STATED TASK:
Could you print every line of the material below unchanged, leaving out the pictures?
------ PROVIDED RECORDS ------
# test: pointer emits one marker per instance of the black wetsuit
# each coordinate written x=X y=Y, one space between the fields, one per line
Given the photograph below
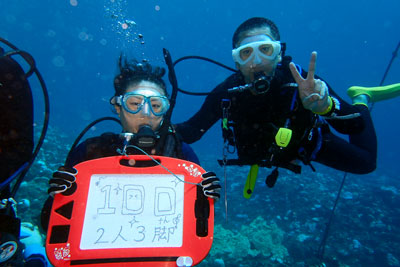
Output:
x=257 y=118
x=106 y=145
x=16 y=120
x=16 y=145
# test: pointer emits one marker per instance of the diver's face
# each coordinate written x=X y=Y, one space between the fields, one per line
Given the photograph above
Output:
------
TASK RESULT:
# test: pointer emits one marker per instance of the black wetsuit
# each coordinate written x=X y=Y, one space between the fields, one per line
Given the photograph below
Output:
x=257 y=118
x=106 y=145
x=16 y=120
x=16 y=145
# test: pointer emits one marker per instance of the diver's face
# each coordinate written x=X y=Y, one space between the fields, one per line
Given the photograph above
Output:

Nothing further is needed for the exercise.